Friday, December 6, 2013

Next Day Update: Resurrecting Mandela

Related: Mandela Is Dead

I'm not trying to be disrespectful to the man's suffering or memory; I just reflexively suspect and shy away from extensive print coverage that is nothing but selective agenda-pushing and hypocritical glad-handing. 

"The country has much work to do; much of the black populace remains gripped in township poverty, to the unfocused attention of current leaders. Yet Mandela proved that progress was possible — and that generations-old divisions could end not in score-settling, but in an honest search for peaceful coexistence." 

That eulogy coming from a lying, agenda-pushing, war-promoting newspaper. Just something odd to me about that.

Related: Mass. recalls Mandela, 1990 visit to Boston

Once again, New York tops Boston:

"New York City Mayor Michael R. Bloomberg remembered how Mandela’s visit, in the immediate aftermath of the 9/11 terror attacks, gave the city strength and hope."

Too bad he can't run in next year's Marathon.

"Nelson Mandela, a lasting force for freedom, dies" by Mark Feeney |  Globe Staff, December 05, 2013

Nelson Mandela, one of the heroic figures of the 20th century, whose struggle against apartheid led to his imprisonment for 27 years, selection as co-recipient of the 1993 Nobel Peace Prize with South African President F. W. de Klerk, and subsequent election as de Klerk’s successor, died on Thursday, the government announced.

Mandela died in his Johannesburg home. He was 95.

“Our nation has lost its greatest son,” South African President Jacob Zuma said in a televised address on Thursday night.

Counting himself among the millions influenced by Mandela, President Barack Obama spoke on the icon’s death.

“He no longer belongs to us. He belongs to the ages,” Obama said from the White House shortly after Zuma’s announcement.

That is why I'm going to quickly move along.

“The world’s favorite fairy tale,” Mr. Mandela’s friend and biographer Anthony Sampson once called his story. “The prisoner released from the dark dungeon, the pauper who turns out to be a prince, the bogeyman who proves to be the wizard.”

### What this task involves
Pick up the blog post on Mandela's death after its final sentence and keep writing it.

[Excerpts of pointing data]
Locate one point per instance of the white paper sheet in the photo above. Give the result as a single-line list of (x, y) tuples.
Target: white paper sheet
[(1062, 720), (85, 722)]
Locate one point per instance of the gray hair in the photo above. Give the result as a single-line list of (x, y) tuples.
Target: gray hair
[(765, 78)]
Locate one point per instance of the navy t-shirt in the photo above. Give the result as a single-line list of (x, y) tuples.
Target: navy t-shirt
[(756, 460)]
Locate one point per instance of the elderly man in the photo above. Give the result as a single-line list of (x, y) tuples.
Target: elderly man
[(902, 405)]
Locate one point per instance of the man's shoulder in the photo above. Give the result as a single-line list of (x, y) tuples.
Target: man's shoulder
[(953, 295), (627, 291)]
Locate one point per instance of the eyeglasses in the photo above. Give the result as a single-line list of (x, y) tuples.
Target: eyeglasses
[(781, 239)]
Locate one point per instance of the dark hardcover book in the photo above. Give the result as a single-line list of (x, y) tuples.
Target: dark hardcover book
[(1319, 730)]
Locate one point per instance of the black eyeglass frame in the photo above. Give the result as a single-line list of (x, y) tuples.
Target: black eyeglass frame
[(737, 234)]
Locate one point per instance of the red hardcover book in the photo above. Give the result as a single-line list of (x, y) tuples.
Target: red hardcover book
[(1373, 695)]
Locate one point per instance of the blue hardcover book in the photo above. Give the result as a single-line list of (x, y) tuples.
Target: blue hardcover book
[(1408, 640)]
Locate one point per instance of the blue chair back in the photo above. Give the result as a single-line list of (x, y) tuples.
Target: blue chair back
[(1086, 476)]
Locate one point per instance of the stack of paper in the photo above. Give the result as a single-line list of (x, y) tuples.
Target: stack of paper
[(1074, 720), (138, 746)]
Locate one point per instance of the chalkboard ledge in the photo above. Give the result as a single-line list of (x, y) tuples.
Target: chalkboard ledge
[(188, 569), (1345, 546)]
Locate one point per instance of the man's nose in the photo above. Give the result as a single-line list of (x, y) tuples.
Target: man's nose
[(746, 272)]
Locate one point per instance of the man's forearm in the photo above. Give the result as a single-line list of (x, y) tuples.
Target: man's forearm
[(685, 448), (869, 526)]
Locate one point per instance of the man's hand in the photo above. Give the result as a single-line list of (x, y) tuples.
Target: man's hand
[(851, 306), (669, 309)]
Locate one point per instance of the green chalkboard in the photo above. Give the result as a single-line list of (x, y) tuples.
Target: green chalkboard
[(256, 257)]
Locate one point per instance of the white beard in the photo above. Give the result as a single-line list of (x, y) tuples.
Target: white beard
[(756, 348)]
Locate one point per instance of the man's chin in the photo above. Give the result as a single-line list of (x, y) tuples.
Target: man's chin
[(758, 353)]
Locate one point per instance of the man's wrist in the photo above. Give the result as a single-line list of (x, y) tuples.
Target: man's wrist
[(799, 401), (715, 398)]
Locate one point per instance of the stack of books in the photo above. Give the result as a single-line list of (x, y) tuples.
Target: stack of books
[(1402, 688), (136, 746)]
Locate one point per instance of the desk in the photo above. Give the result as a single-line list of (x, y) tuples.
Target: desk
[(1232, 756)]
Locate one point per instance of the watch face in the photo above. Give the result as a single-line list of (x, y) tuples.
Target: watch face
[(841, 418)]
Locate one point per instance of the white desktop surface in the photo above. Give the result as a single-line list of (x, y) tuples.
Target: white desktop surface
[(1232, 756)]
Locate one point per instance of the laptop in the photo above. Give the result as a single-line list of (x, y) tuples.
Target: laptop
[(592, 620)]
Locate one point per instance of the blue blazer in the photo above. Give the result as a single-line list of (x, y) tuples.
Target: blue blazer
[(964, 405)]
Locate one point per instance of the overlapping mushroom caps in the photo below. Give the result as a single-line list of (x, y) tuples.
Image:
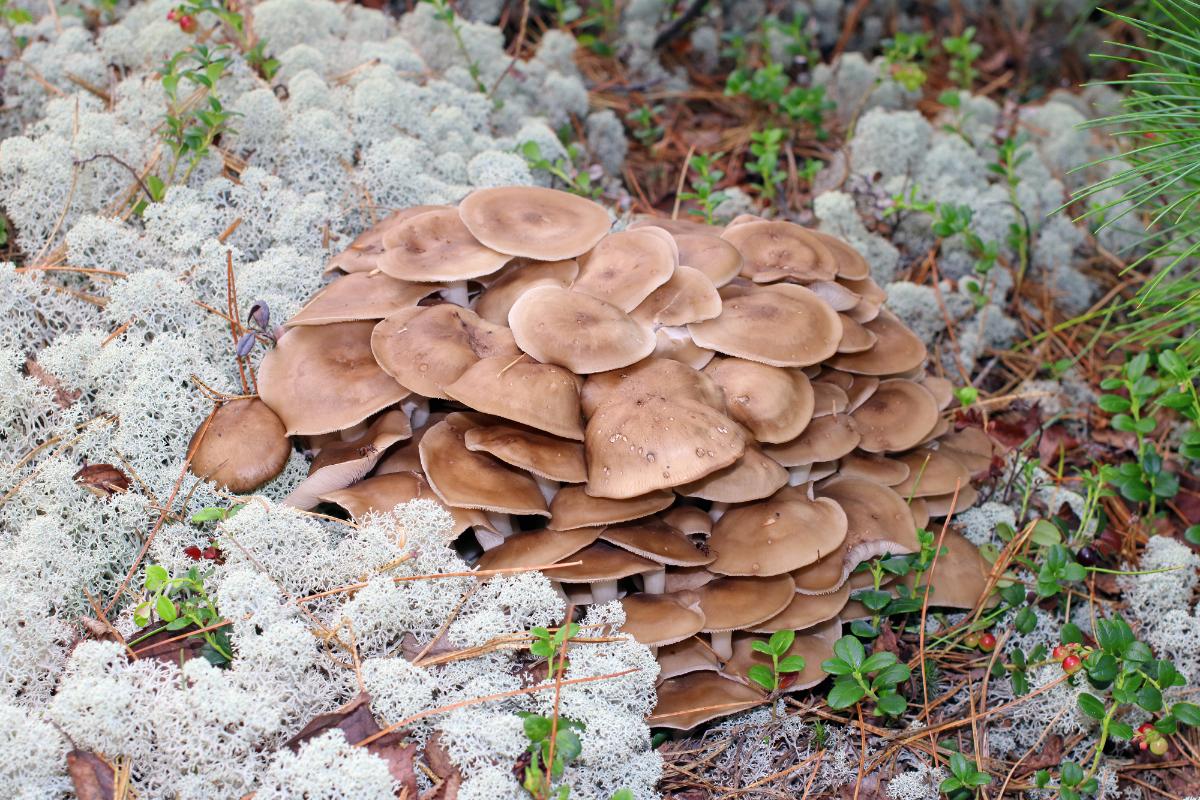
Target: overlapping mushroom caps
[(714, 426)]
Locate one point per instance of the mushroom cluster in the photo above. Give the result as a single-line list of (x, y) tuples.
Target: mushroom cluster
[(713, 425)]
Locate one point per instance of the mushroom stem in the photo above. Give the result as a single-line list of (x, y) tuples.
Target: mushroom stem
[(604, 591), (549, 487), (723, 644), (418, 410), (456, 294), (654, 583)]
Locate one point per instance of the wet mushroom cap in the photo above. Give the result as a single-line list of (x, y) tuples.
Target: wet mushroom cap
[(436, 246), (577, 331), (244, 445), (534, 222), (324, 378)]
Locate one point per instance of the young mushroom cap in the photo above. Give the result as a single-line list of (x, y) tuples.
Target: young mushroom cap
[(775, 403), (541, 396), (657, 620), (436, 246), (775, 536), (519, 276), (895, 417), (244, 446), (363, 295), (775, 250), (546, 456), (343, 463), (534, 548), (577, 331), (624, 268), (473, 480), (324, 378), (639, 445), (697, 697), (426, 349), (573, 507), (534, 222), (784, 329)]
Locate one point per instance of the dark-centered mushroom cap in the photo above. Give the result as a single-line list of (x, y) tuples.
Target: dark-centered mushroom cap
[(534, 548), (718, 259), (245, 445), (577, 331), (473, 480), (546, 456), (649, 443), (573, 507), (775, 403), (624, 268), (363, 295), (519, 276), (520, 389), (784, 329), (699, 697), (895, 417), (657, 620), (426, 349), (775, 536), (897, 349), (324, 378), (436, 246), (534, 222), (774, 251)]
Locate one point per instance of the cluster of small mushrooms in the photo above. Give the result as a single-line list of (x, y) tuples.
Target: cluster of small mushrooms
[(713, 425)]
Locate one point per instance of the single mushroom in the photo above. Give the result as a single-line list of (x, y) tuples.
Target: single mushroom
[(324, 378), (577, 331), (534, 222), (241, 446), (426, 349)]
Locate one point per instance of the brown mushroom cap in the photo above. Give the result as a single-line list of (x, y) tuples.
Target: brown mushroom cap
[(775, 536), (472, 480), (651, 376), (436, 246), (546, 456), (624, 268), (879, 519), (382, 493), (651, 443), (781, 250), (577, 331), (784, 329), (324, 378), (697, 697), (573, 507), (519, 276), (363, 295), (244, 446), (538, 395), (426, 349), (534, 548), (826, 438), (897, 349), (534, 222), (689, 296), (657, 620), (658, 541), (895, 417), (718, 259), (343, 463), (773, 402)]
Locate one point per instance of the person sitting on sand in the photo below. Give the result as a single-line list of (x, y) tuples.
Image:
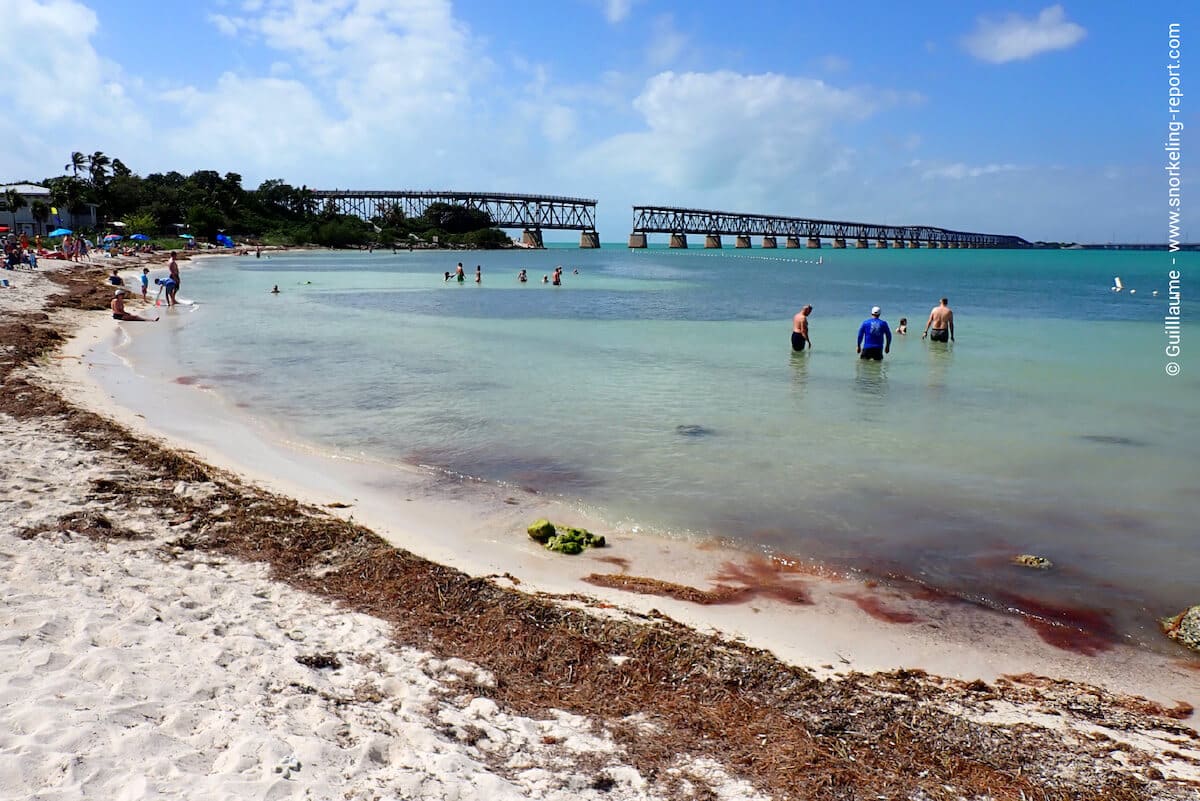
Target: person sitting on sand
[(119, 312)]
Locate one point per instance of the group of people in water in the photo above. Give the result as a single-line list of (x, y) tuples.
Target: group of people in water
[(168, 284), (875, 333), (460, 275)]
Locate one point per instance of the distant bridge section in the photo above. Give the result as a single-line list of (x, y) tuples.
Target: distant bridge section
[(529, 212), (714, 224)]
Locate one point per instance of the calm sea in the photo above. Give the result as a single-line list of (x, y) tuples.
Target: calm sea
[(657, 389)]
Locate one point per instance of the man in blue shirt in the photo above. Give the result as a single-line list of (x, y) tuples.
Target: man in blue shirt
[(874, 337)]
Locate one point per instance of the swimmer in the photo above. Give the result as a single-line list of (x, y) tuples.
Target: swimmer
[(801, 329), (942, 321)]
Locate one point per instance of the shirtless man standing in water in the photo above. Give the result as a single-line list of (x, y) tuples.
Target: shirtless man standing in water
[(801, 329), (942, 320)]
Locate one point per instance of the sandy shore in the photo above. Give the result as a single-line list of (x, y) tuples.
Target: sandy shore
[(178, 627)]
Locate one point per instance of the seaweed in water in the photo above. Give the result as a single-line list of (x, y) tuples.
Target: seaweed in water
[(694, 431)]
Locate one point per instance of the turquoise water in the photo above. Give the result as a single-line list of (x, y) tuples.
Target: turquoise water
[(658, 389)]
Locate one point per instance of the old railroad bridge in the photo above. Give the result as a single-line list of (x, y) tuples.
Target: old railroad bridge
[(533, 214)]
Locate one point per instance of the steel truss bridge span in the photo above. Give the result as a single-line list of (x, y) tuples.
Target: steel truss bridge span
[(529, 212), (714, 224)]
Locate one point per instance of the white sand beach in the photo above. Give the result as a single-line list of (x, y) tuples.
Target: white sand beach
[(141, 663)]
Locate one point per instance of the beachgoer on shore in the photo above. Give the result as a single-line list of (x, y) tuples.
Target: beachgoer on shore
[(173, 269), (119, 312), (941, 319), (801, 329), (169, 287), (874, 337)]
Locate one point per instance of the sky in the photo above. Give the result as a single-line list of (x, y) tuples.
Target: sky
[(1036, 119)]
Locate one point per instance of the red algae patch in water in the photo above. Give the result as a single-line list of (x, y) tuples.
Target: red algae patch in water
[(1072, 628)]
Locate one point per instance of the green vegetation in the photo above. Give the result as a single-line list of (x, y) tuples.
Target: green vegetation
[(565, 538), (207, 203)]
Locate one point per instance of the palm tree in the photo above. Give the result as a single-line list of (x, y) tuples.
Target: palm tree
[(77, 161), (97, 168), (12, 202), (41, 212)]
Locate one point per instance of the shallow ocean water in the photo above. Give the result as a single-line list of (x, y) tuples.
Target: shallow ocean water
[(658, 390)]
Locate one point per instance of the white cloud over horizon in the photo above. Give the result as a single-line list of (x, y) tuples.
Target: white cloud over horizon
[(1015, 37), (369, 94)]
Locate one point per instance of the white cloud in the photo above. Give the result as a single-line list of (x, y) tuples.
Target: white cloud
[(223, 24), (959, 170), (755, 143), (616, 11), (1017, 37), (59, 94)]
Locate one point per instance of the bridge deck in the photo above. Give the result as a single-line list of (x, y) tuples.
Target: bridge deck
[(672, 220), (532, 212)]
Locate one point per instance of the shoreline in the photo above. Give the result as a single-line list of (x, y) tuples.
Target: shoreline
[(802, 612), (829, 619)]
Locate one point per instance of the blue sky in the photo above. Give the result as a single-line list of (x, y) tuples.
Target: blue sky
[(1037, 119)]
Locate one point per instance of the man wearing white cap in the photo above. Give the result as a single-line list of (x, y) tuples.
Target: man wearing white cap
[(119, 312), (874, 336)]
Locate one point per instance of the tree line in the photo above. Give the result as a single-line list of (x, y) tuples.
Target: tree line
[(208, 203)]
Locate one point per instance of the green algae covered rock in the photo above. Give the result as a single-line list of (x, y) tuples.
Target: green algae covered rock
[(1183, 627), (541, 531), (565, 538)]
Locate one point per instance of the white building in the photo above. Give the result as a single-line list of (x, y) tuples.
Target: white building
[(59, 218)]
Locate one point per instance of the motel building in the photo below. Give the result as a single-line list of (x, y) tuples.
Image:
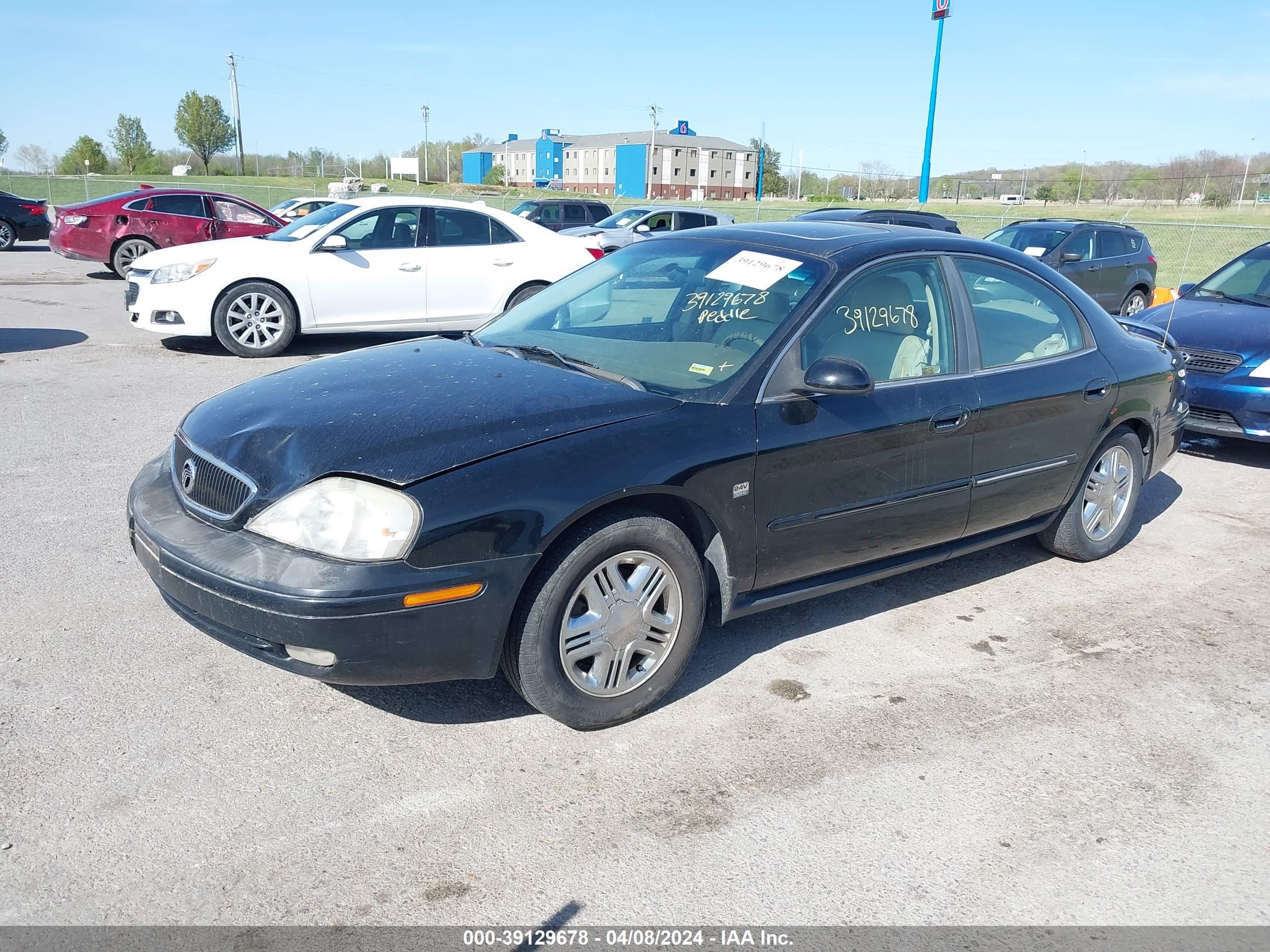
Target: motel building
[(682, 166)]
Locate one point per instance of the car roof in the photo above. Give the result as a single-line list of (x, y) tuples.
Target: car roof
[(825, 239)]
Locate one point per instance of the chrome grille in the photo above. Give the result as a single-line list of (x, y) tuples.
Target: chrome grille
[(1211, 361), (214, 488)]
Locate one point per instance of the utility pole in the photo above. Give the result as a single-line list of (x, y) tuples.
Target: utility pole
[(426, 115), (238, 116), (652, 148), (940, 10), (1245, 186)]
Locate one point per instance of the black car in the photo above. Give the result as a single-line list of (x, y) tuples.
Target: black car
[(704, 424), (881, 216), (559, 214), (1112, 263), (22, 220)]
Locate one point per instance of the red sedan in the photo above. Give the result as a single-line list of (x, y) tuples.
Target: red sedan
[(118, 229)]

### Reply to the task
Honestly, I'm tired of propaganda pre$$ fairy tales, illusions, imagery, and all the rest of the scripted and staged show that is presented as reality. Sorry.

It was a fairy tale of global import. Mr. Mandela’s release from prison on Feb. 11, 1990, marked the culmination of a worldwide upheaval that had begun the previous spring with the democracy movement in Tiananmen Square and continued with the fall of the Berlin Wall in November. “It was as if God had taken a hand — a new turn in world history,” de Klerk confided to his brother.

Seems like we have one of those every few years or so, about the same time the U.S. invades another country.

Even more astonishing, perhaps, than the train of events that brought Mr. Mandela to lead the nation that had so long imprisoned him was how well he met the demands of his larger-than-life role. Hidden from the world for nearly three decades, he had been mythologized into a storybook figure.

Oh, yeah, I'm also tired of the conventional myths and mythologies of the mouthpiece media.

Yet Mr. Mandela somehow managed to make the storybook real. The flesh-and-blood man turned out to be even more impressive than the version the world had put on a pedestal. Blending principle and pragmatism, he forgave his jailers, shunned all talk of bitterness, and became a symbol of national reconciliation.

I guess he is a better man than me. 

“If this man wasn’t there, the whole country would have gone up in flames,” observed Desmond Tutu, the Anglican archbishop of Cape Town and himself a winner of the Nobel Peace Prize.

Unfortunately, that prize no longer means anything.

Mr. Mandela never sought retribution after his release from prison. But that did not mean he forgot his imprisonment. Asked once why he favored loosely cut shirts with a colorful pattern (they became a sartorial trademark), Mr. Mandela replied, “You must remember I was in jail for 27 years. I want to feel freedom.”

Mr. Mandela’s appearance contributed to his image as healer and father figure.

We have had enough of that, too.

His slight build, white hair, and crinkly-eyed, radiant smile made him the picture of warmth and avuncularity. That said, the firm set of his unsmiling mouth indicated how formidable an opponent Mr. Mandela could be.

The musicality of his speech further endeared Mr. Mandela to the world — and his ability to speak Afrikaans (albeit with a thick Xhosa accent, his native tongue) impressed even the most stalwart supporters of apartheid.

Nevertheless, Mr. Mandela was no saint.

What?

His political life took an appreciable toll on his domestic life. He was married three times. His second marriage, to Winnie Mandela, turned into a highly charged political melodrama through much of the ‘90s. Even before his imprisonment, he had been an inattentive parent, something his release did not change. As his daughter Zindziswa once complained, “From the day my father was free, we had to share him with the rest of the world.”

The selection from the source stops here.